Exercise:
Convert the listing from the line containing "Point to the arched" up to and including the line containing "x=48, y=422" into a two-column CSV headed instruction and coordinates. Each row must pair one instruction with its coordinates, with both fields quoted and any line breaks replaced by spaces.

A block of data:

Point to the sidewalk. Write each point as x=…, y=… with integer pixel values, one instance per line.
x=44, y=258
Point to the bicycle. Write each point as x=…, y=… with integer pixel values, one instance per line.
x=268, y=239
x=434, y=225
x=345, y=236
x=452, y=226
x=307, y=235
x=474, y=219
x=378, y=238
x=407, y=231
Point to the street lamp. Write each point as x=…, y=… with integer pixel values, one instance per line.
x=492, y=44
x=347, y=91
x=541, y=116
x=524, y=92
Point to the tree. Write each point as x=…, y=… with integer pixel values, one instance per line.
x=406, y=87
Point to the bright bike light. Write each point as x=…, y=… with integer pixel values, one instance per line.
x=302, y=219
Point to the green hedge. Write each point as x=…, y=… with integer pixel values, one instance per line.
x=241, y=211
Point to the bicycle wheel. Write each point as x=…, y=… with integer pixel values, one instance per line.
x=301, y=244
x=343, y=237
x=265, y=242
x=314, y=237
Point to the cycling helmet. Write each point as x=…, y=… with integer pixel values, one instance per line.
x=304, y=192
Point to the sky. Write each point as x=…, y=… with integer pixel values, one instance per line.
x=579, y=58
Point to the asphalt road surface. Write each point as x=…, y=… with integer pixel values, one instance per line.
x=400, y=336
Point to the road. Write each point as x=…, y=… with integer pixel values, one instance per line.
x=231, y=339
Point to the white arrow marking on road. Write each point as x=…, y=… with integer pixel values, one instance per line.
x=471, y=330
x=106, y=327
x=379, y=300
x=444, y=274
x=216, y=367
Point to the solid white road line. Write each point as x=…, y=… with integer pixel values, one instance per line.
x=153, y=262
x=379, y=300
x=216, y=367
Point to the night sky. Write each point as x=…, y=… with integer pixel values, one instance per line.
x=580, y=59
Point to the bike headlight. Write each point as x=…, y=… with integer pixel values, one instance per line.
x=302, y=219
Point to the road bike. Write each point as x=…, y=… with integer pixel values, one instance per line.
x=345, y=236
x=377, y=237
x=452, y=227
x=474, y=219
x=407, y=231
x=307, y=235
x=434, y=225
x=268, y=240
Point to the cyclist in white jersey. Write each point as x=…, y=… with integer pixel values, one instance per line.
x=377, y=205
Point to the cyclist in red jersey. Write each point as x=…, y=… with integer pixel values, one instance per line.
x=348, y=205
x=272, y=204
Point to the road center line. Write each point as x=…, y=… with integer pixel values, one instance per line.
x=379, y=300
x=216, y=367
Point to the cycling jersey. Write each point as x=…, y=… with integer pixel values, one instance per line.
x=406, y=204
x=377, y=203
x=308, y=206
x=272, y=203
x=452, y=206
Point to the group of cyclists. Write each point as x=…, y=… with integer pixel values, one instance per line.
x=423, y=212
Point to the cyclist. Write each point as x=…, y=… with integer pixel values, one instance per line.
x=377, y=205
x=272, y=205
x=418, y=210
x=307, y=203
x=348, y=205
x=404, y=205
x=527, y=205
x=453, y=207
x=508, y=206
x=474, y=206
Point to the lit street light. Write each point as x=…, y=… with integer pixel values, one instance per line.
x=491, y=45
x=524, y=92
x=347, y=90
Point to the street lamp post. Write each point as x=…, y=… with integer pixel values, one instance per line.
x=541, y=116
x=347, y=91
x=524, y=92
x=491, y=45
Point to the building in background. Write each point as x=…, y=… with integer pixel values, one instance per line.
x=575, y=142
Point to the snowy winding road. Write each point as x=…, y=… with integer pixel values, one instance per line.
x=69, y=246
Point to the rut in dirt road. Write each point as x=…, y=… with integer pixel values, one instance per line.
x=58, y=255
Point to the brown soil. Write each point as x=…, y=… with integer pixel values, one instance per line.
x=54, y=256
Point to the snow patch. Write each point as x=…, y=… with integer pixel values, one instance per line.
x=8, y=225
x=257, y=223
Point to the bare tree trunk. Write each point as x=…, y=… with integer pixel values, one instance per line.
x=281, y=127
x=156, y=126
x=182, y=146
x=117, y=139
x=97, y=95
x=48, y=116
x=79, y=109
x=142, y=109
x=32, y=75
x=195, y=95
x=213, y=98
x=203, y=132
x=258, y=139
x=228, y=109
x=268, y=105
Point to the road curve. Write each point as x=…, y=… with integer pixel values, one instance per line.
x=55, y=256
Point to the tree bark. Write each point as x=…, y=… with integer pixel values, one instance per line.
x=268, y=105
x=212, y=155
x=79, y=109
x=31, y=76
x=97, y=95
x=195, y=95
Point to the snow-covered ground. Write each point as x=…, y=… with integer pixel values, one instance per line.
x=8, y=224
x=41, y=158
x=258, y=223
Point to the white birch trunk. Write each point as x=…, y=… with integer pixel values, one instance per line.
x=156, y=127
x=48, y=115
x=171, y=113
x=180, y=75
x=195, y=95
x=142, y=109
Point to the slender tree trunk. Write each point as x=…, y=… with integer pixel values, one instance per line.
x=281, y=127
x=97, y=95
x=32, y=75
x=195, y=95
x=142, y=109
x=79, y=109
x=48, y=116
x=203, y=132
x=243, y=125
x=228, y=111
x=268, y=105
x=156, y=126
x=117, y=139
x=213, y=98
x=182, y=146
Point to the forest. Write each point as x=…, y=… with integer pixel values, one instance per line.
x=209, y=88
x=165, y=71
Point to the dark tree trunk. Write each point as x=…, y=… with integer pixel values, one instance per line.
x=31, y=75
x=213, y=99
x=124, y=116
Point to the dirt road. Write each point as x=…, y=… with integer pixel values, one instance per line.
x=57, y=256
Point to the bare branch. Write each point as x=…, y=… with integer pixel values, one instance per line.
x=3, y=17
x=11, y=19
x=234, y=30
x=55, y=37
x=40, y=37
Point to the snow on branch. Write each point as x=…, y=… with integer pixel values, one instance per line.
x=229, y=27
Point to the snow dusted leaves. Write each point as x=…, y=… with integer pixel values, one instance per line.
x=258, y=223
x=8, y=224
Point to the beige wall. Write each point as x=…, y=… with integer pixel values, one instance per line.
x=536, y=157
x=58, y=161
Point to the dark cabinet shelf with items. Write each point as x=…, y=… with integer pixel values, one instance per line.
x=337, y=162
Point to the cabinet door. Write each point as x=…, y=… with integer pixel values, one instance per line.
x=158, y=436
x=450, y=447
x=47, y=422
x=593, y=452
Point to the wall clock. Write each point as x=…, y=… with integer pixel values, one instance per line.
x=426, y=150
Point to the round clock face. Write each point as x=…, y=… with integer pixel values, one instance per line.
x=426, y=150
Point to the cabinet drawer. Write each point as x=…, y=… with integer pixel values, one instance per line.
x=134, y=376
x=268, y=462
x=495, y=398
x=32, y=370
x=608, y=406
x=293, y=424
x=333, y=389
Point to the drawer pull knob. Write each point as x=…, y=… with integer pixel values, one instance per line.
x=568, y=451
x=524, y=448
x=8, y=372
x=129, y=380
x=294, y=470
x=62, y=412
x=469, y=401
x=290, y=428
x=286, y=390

---

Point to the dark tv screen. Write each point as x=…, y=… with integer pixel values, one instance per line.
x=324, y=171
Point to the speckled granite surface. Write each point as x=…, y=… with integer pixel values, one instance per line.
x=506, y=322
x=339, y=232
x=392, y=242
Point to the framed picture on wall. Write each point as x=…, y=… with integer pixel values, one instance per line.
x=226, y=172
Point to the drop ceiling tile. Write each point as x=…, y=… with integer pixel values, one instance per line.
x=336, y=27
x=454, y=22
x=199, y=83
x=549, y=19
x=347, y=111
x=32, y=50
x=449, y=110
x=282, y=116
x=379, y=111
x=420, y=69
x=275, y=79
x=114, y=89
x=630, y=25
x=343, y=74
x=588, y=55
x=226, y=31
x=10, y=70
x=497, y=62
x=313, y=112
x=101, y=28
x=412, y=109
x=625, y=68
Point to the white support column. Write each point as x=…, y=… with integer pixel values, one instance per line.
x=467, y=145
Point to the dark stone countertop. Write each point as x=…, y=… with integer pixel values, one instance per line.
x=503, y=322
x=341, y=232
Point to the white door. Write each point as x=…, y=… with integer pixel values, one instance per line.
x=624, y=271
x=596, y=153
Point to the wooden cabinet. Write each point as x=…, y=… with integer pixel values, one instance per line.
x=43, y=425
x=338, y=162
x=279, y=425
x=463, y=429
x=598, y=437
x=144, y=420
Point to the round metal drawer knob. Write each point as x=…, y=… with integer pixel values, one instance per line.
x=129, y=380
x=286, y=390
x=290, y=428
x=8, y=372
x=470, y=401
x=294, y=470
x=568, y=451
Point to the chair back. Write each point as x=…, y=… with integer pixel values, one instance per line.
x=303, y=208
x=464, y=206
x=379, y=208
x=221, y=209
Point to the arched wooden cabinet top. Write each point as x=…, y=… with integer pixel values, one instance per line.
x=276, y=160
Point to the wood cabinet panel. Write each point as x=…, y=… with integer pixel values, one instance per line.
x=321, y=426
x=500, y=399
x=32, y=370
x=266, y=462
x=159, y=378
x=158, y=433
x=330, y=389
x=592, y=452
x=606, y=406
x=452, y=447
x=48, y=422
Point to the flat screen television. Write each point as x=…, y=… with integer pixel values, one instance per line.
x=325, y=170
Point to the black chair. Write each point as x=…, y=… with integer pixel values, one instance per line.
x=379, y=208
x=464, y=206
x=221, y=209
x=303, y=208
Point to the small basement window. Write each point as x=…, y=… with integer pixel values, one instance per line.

...

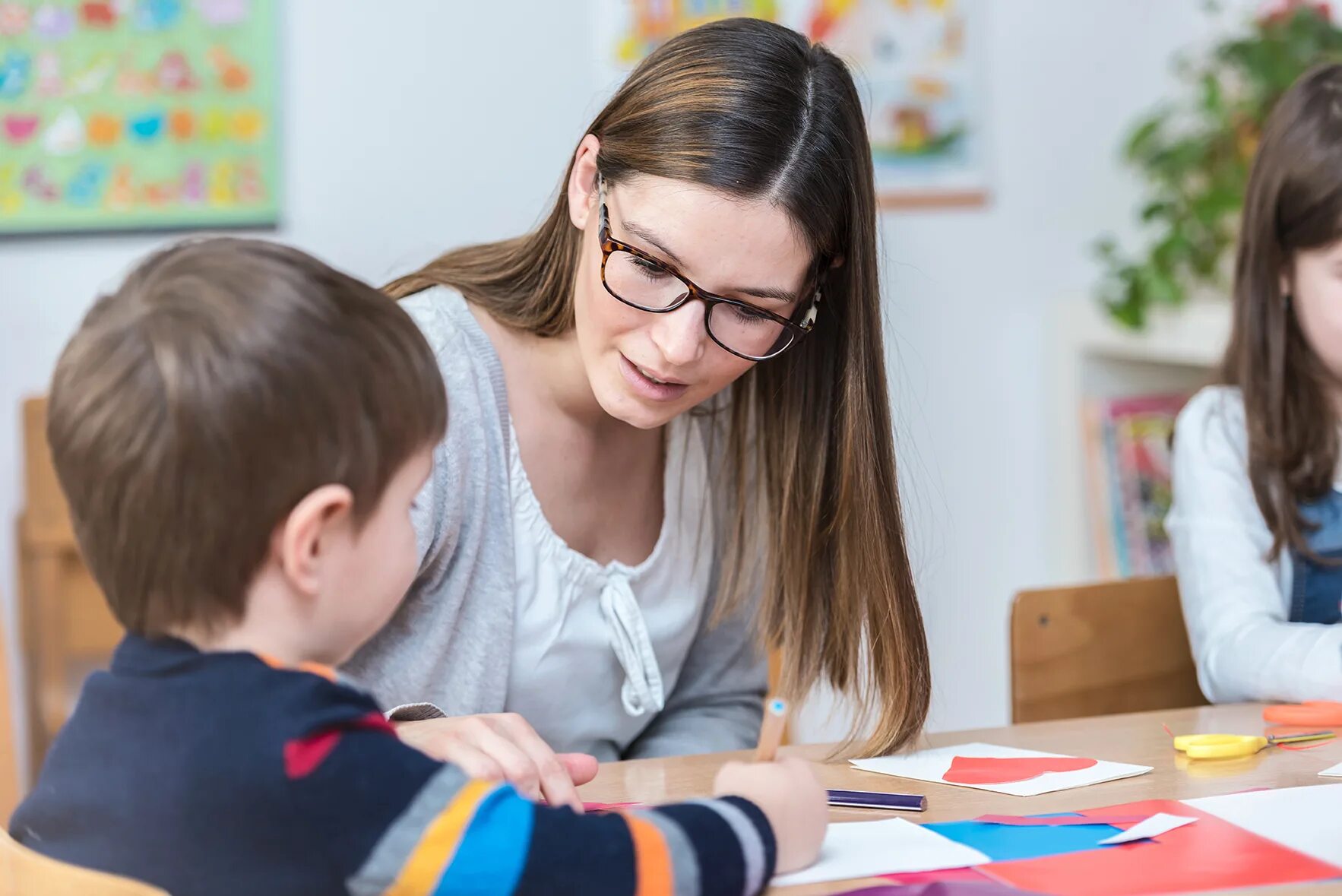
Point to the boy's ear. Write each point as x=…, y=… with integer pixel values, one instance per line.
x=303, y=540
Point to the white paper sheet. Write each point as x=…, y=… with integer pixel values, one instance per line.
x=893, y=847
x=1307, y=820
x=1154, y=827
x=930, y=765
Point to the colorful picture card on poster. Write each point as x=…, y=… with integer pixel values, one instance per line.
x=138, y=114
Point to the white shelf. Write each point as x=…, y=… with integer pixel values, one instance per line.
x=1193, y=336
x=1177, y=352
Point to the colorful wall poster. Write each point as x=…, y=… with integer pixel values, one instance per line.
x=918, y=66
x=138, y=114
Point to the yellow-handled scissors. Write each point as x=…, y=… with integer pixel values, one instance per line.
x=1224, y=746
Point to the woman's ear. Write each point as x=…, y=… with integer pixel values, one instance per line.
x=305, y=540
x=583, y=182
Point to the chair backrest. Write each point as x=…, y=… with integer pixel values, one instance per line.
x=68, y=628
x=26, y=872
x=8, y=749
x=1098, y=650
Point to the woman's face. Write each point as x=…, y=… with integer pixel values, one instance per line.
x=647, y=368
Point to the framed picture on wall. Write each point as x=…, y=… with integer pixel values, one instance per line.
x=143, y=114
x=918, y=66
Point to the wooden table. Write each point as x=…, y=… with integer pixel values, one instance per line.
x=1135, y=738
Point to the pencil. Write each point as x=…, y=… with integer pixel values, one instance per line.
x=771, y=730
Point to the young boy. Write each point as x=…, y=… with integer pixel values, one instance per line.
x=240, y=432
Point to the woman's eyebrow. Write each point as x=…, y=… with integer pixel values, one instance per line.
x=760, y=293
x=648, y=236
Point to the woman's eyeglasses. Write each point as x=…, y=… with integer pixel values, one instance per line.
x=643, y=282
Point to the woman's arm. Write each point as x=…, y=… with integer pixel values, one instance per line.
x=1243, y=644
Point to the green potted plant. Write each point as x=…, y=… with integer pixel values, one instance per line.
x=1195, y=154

Full response:
instruction,coordinates
"Point to the arched wooden cabinet top. Write each point as x=…, y=… with integer pixel values, one instance per line.","x=276, y=160"
"Point to the wood cabinet panel. Write each point as x=…, y=… with integer pixel values, one instance per line.","x=321, y=426 x=500, y=399 x=32, y=370 x=266, y=462 x=159, y=378 x=158, y=433 x=330, y=389 x=592, y=452 x=606, y=406 x=452, y=447 x=48, y=422"